GIVEN TASK: Reproduce the lines below word for word, from the first one through the line holding "[(772, 361), (618, 366)]", inclusive.

RECORDS TO PROCESS:
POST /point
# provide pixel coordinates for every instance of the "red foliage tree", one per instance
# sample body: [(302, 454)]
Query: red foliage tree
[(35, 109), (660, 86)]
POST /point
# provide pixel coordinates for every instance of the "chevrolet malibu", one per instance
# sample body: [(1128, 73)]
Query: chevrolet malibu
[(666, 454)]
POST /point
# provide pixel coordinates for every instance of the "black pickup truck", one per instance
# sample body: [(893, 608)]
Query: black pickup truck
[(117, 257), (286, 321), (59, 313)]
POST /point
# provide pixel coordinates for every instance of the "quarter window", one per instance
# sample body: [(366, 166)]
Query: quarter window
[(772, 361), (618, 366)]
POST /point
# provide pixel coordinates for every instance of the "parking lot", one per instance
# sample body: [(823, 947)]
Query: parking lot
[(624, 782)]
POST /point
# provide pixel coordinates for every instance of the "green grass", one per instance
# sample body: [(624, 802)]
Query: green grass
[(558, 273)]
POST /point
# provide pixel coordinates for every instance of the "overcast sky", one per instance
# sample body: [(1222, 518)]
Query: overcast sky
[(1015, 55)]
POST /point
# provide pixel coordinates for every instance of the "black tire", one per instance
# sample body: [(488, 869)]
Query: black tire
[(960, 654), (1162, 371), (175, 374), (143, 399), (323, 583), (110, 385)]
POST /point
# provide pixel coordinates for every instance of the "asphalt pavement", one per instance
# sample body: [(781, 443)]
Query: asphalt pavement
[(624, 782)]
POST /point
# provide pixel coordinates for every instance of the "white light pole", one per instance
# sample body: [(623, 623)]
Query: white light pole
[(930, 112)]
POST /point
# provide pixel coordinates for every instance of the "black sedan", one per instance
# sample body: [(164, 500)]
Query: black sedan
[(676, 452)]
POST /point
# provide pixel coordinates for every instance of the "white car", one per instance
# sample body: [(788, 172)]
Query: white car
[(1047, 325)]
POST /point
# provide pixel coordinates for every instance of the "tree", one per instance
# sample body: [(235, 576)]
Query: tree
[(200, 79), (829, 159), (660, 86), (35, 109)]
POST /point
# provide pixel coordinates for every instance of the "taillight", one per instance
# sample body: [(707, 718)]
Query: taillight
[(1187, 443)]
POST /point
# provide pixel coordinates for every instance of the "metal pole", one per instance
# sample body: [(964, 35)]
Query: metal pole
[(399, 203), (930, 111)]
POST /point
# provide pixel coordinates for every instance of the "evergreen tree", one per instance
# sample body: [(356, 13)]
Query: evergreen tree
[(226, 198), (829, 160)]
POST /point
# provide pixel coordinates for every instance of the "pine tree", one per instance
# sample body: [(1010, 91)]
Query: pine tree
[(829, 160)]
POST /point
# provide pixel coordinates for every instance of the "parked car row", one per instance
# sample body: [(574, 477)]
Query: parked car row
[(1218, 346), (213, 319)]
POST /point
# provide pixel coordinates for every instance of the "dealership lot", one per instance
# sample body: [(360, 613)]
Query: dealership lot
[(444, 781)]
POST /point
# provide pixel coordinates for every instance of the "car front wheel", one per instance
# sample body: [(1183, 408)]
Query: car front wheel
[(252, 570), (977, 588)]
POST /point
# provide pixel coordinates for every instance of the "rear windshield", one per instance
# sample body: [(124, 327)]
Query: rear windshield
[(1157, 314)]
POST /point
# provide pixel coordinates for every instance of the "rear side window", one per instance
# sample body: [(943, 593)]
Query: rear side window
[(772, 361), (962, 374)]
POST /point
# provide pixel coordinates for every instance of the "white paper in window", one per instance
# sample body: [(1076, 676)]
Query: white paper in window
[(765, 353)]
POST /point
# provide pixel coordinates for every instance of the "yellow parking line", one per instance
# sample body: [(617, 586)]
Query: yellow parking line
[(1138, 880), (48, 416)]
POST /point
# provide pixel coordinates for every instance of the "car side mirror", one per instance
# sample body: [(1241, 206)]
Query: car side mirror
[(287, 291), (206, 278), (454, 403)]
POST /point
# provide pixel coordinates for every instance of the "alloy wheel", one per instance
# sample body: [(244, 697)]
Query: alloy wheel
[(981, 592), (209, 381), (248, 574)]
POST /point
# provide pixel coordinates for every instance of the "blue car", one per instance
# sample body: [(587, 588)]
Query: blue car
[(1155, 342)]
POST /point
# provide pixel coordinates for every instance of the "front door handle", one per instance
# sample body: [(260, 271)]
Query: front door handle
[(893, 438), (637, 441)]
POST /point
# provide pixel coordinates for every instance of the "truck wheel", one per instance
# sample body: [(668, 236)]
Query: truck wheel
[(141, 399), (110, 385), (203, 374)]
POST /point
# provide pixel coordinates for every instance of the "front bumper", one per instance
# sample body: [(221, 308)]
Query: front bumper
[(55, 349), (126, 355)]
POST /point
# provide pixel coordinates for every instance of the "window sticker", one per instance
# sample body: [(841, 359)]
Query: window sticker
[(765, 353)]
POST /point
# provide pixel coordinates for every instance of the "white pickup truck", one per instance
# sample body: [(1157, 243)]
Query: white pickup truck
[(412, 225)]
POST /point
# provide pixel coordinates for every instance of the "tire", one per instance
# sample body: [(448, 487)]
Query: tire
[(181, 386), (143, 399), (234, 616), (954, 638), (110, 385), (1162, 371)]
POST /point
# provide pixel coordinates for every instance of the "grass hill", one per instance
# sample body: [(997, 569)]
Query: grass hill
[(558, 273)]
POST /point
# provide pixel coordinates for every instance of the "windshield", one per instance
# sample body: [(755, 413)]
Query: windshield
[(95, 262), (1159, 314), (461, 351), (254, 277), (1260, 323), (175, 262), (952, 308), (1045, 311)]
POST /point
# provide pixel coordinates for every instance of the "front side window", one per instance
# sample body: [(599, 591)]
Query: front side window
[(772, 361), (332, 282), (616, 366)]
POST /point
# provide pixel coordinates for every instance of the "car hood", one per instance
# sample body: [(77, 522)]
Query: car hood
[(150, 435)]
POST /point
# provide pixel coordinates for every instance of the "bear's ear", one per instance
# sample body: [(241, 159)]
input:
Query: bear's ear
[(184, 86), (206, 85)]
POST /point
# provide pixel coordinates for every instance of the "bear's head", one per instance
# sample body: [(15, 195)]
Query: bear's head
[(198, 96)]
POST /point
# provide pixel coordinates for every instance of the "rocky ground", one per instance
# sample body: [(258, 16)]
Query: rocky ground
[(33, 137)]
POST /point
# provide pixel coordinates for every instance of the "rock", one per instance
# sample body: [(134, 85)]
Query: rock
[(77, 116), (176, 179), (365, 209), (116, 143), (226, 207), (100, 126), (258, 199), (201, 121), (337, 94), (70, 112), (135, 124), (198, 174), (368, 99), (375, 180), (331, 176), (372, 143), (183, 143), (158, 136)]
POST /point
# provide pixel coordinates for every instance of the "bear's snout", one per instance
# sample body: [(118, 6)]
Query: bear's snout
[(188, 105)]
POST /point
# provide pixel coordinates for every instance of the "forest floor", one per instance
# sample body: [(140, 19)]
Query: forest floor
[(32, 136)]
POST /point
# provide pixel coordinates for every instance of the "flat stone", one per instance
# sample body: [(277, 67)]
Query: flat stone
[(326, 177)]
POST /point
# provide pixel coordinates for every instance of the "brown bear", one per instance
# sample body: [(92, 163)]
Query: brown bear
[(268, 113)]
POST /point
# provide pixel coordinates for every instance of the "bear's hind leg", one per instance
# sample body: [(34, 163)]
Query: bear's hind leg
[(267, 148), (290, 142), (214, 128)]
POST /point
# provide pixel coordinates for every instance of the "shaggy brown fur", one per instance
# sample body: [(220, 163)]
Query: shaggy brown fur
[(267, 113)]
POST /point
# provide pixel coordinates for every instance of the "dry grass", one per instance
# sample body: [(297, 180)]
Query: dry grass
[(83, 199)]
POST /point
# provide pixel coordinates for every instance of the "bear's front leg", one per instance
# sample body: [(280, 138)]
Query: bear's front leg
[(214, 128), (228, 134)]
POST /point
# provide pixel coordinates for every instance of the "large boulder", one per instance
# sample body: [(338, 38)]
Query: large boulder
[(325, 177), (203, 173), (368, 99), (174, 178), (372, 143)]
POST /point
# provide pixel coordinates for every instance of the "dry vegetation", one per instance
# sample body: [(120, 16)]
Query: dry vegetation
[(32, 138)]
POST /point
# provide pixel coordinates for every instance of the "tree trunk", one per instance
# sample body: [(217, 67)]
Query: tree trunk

CORRECT RESULT:
POST /point
# provide pixel coordinates for every instance of the "red foliage tree", one per instance
# sample body: [(302, 454)]
Query: red foliage tree
[(35, 109), (660, 86)]
POST /point
# provide pixel coordinates for every instance of the "chevrolet malibu", one per instance
# sample body: [(1128, 73)]
Query: chevrolet malibu
[(666, 454)]
POST /point
# provide pixel coordinates for every instance of the "black pickup truck", one per instance
# sample body: [(893, 608)]
Query: black pickup truck
[(117, 257), (286, 321), (59, 313)]
POST /point
# provide pixel coordinates for every instance of the "quarter window", one per instance
# sample body: [(366, 166)]
Query: quarter window
[(772, 361), (618, 366)]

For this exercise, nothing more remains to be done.